Multiple rates: A major shortcoming in the structure of GST
- One of the most important shortcomings in the structure of GST is multiple rates.
- The committee headed by the Chief Economic Adviser estimated the tax rate at 15-15.5 per cent.
- It further recommended that in keeping with growing international practice, India should strive towards a single rate in the medium-term to facilitate administrative simplicity and compliance, but in the immediate context, it should have a three-tier structure (excluding zero).
- The structure finally adopted was to have four rates of 5, 12, 18, and 28 per cent besides zero, though almost 75 per cent of the revenues accrue from the 12 and 18 per cent slabs.
- Why single rate structure? The reasons for adopting a single rate structure in most countries are:
- To have a simple tax system,
- To prevent misclassifications and litigations arising therefrom,
- To avoid an inverted duty structure of taxes on inputs exceeding those on outputs requiring detailed scrutiny and refunds.
- Why multiple rates? The main reason for rate differentiation is equity.
- But it is argued that this is an inefficient way of targeting benefits for the poor.
- Although the exempted and low-rated items are consumed relatively more by the poor, in absolute terms, the consumption may be more by the rich.
Way forward
- Move people up the value chain: The plan must be to figure out how to rev up the economy by making the rich and upper middle class spend and move more people up the value chain instead of designing a tax system that keeps these products out of the new consumer class’s reach.
- The same lack of logic applies to taxes on wine, rum and beer, which generate large-scale employment and are the backbone of grape and sugarcane farming and the cocoa industry.
- In the automobile sector, the GST on electric cars, tractors, cycles, bikes, low-end and luxury cars ranges anywhere from 5% to 50%.
- The sale of automobiles is the barometer of an economy.

(Dataset items)

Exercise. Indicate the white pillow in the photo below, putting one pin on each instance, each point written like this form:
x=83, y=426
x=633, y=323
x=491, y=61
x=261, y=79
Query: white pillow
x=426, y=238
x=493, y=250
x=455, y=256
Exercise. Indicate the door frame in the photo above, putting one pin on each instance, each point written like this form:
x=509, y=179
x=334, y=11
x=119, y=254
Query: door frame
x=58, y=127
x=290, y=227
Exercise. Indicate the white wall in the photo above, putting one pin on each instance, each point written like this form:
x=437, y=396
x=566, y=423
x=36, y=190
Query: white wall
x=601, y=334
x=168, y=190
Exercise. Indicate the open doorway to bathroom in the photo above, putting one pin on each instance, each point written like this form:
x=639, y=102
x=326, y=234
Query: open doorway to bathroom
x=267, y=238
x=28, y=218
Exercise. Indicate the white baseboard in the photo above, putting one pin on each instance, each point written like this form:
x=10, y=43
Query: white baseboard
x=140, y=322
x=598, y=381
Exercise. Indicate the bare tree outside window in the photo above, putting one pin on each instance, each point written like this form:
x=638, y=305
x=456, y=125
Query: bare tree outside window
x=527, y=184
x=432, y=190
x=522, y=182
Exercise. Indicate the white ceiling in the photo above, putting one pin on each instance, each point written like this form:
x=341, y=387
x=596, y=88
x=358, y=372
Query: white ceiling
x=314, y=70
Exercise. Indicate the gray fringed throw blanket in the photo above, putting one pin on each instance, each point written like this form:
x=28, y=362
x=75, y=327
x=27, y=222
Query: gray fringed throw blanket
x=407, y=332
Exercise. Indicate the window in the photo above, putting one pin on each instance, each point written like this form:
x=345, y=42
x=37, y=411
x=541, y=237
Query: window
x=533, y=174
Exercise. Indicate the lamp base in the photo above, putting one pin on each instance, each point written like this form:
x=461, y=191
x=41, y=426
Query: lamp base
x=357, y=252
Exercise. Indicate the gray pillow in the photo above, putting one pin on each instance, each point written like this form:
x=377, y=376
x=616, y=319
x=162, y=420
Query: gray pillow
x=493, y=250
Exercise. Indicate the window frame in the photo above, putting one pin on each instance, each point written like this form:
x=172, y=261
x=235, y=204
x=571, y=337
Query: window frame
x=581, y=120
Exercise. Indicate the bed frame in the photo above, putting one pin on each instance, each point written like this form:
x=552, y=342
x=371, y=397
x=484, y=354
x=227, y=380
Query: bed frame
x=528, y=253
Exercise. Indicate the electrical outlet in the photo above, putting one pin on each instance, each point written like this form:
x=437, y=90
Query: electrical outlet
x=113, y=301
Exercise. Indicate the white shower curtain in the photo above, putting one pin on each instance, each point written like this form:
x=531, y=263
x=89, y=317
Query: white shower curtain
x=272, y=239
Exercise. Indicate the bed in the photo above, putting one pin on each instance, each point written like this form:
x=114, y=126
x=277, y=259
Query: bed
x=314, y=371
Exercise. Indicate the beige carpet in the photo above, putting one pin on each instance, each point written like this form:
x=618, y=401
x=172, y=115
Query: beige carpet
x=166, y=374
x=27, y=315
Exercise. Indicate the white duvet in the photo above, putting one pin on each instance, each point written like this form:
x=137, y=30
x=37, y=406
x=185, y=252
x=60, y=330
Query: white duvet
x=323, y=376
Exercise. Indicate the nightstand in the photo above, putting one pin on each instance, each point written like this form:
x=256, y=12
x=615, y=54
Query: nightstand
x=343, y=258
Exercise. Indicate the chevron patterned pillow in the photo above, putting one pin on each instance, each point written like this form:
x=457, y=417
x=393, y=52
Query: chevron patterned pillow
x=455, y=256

## PROBLEM DESCRIPTION
According to the extract on GST rates, which four rates were finally adopted besides zero?

## TASK RESULT
5, 12, 18, and 28 per cent.